Records excerpted from a collection:
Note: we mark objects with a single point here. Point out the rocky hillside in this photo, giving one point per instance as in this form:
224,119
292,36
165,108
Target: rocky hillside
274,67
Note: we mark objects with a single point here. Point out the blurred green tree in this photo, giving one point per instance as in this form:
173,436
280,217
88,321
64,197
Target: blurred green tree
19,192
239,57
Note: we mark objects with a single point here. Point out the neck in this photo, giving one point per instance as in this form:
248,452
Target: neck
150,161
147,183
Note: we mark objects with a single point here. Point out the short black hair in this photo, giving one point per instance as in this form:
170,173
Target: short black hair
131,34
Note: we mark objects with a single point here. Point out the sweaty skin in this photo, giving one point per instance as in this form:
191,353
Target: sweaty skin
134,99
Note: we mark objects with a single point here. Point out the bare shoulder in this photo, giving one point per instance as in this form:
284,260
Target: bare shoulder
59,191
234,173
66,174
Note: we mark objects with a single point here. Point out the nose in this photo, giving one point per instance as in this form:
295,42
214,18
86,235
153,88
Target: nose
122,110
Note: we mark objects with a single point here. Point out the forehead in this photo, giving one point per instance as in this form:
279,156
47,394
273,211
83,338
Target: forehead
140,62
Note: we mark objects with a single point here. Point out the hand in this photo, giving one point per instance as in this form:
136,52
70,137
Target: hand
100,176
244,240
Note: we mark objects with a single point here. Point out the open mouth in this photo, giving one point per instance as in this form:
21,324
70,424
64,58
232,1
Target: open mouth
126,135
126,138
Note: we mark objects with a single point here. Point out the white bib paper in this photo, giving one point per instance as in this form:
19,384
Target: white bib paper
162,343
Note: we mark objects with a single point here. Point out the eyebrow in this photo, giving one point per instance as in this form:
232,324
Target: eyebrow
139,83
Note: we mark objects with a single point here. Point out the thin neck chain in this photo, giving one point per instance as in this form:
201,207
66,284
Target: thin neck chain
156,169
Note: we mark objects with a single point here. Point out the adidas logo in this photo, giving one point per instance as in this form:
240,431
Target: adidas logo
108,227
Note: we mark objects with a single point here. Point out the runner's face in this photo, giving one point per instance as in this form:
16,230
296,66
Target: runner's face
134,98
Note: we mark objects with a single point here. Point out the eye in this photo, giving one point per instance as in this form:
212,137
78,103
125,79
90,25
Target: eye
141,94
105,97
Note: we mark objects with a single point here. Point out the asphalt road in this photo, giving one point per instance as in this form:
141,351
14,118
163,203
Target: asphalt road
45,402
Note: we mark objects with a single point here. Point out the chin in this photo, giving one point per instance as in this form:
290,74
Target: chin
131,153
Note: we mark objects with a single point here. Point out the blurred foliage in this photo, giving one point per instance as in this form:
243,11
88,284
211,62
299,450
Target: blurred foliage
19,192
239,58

- **Exercise details**: Your task is to transcribe each record faithfully and in full.

- **Your solution**:
Note: we mark objects with a single point here. Point out the rocky hillside in this photo, giving one point per instance as in this form:
224,119
292,36
165,108
Target: rocky hillside
274,67
Note: we mark objects with a single point here. Point out the blurred green tree in this photo, giving one point per instance as in this form:
173,436
280,217
88,321
64,197
Target: blurred green tree
19,192
239,57
Note: we mark objects with a single point here. Point out the neck in this photo, giving one point per instance as in this form:
248,452
Target: neck
150,161
147,183
Note: we mark objects with a single point here. Point out the short black hair in this photo, giving one point per instance as in this form:
170,173
Target: short black hair
131,34
Note: we mark objects with a single point here. Point out the sweaty skin in this photo, giving one point per instance as in this form:
191,353
Target: sweaty skin
134,99
Note: we mark objects with a single point here. Point out the bare shoulder in this photo, giving one point per instance as in this form:
284,260
Target: bare shoulder
59,191
234,173
66,174
Note: we mark objects with a single point here. Point out the nose in this photo, giving one point per instance as in this form:
295,42
214,18
86,235
153,88
Target: nose
122,110
Note: we mark objects with a single point here. Point out the forehead in this photo, giving one point per instance as in this form:
279,156
47,394
273,211
83,338
Target: forehead
140,62
Note: we mark objects with a single point here. Point out the hand in this photo, giving one point per instance as in this form:
136,52
70,137
Target: hand
100,176
244,240
Note: we mark objects with a single point here. Point out the open mouth in this photo, giving one point per instance as in this form:
21,324
70,424
64,58
232,1
Target: open mouth
126,135
126,138
Note: we mark objects with a single point here. Point out the white bib paper in this photo, giving one point per instance as in this form:
19,384
Target: white bib paper
162,343
Note: we mark objects with a single point here. Point out the eyebrow in this photo, giving one point per instance as in this form:
232,324
Target: eyebrow
139,83
Note: we mark objects with a single point here. Point out the thin neck chain in this photo, giving one point per instance as in this form:
201,207
66,284
Target: thin neck chain
156,169
Note: we mark objects with a single point here. Point out the adidas logo in this photo, giving one point per instance as in this form:
240,431
Target: adidas logo
108,227
Note: we mark objects with a single point here. Point out the runner's face in this photo, giving one point per instance as in this form:
16,230
296,66
Target: runner's face
134,98
Note: we mark objects with a single point here. Point out the eye in this photo, giving one point per instance as in this form:
212,137
78,103
125,79
90,25
Target: eye
141,94
105,97
Note: we mark objects with a single point here. Point out the asphalt road in this photo, giving one point per instance as in this form:
141,351
14,118
163,203
Target: asphalt road
45,402
Note: we mark objects with a single point here. Point out the chin in this photo, giving one point per instance as in this form:
290,74
Target: chin
131,153
Note: we mark objects with a single point here. Point out the blurred foliage in this photo, giving one point per instance as in this form:
243,11
88,284
211,62
299,450
Target: blurred foliage
19,192
239,58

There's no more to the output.